* _Exercise goal_
Find each line of the records below that contains the word "background" and copy those lines out. Case counts.

─── Stored rows

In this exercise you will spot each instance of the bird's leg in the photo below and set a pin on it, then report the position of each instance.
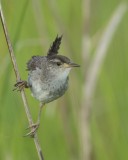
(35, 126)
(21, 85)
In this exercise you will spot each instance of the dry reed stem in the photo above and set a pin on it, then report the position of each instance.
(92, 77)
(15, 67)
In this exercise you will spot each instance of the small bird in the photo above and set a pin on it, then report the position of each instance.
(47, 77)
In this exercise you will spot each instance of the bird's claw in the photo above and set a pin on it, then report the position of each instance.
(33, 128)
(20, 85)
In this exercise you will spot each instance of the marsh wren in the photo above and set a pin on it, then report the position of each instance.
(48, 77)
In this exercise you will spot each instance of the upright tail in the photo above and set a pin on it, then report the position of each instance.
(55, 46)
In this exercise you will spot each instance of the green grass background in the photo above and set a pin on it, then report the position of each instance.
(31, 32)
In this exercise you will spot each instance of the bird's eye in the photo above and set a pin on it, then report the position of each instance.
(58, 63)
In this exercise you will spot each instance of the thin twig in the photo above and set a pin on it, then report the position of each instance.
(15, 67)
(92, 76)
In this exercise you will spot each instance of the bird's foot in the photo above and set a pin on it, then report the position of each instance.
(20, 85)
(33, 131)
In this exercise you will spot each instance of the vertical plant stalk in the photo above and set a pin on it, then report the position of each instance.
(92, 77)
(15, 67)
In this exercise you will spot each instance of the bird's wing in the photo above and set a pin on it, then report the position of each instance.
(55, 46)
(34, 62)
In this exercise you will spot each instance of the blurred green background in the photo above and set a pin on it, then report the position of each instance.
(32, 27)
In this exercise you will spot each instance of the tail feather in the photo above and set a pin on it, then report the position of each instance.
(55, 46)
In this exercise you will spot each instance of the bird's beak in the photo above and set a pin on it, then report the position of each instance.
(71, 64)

──────
─── Stored rows

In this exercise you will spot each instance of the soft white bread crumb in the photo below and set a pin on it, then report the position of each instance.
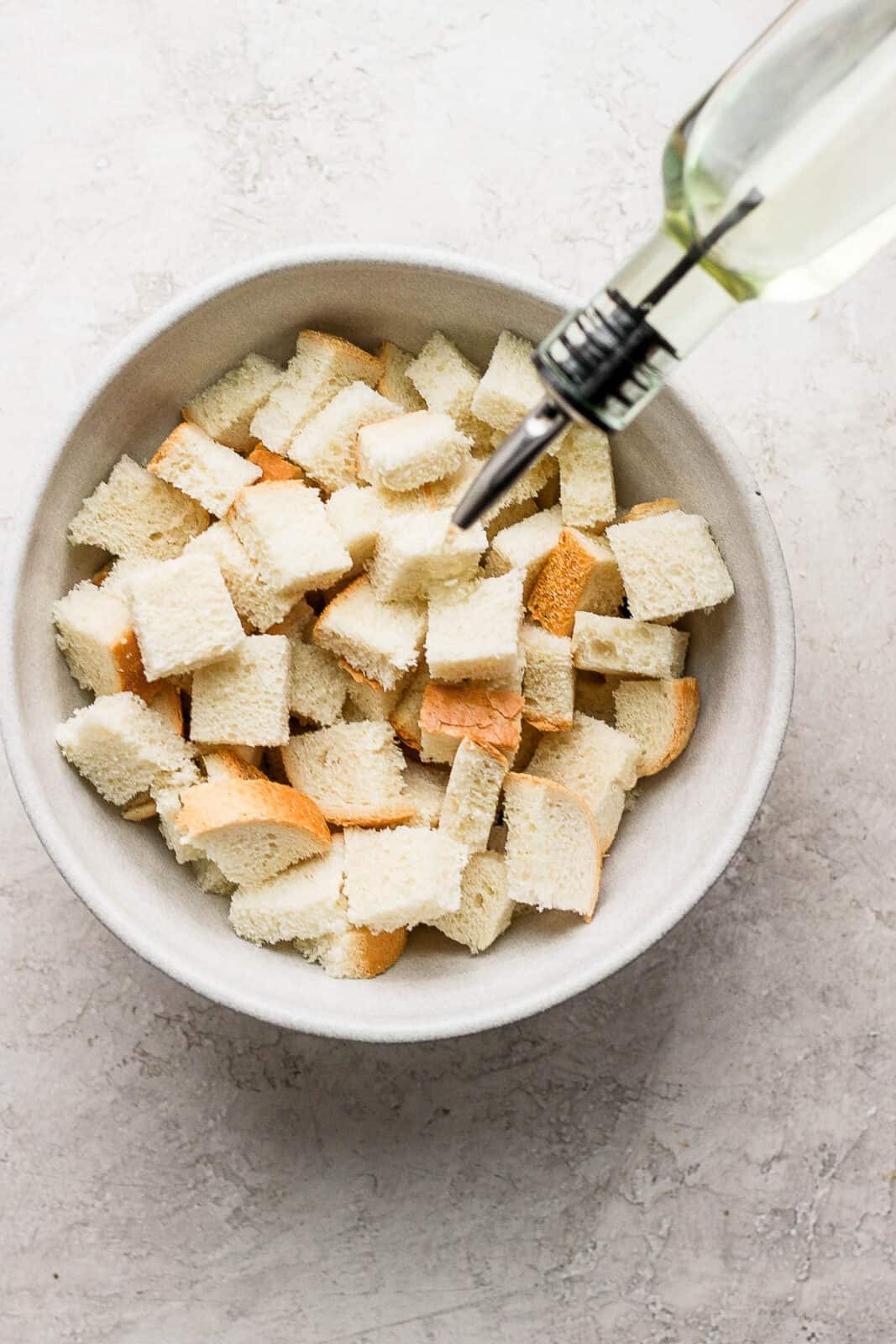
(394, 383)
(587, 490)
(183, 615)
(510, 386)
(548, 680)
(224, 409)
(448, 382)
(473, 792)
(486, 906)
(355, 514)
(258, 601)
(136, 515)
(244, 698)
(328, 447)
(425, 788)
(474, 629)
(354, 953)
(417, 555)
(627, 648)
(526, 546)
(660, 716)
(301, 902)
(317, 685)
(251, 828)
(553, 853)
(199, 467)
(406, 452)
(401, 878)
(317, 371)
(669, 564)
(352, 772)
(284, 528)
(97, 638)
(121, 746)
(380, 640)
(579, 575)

──────

* _Correct response_
In this exercise you will spot each instance of the green grass background in the photo above and set a pin on it, then report the position of each instance.
In this exercise you will spot each instance of the blurred green background in the photo above and set a pin on it, then report the position of each instance.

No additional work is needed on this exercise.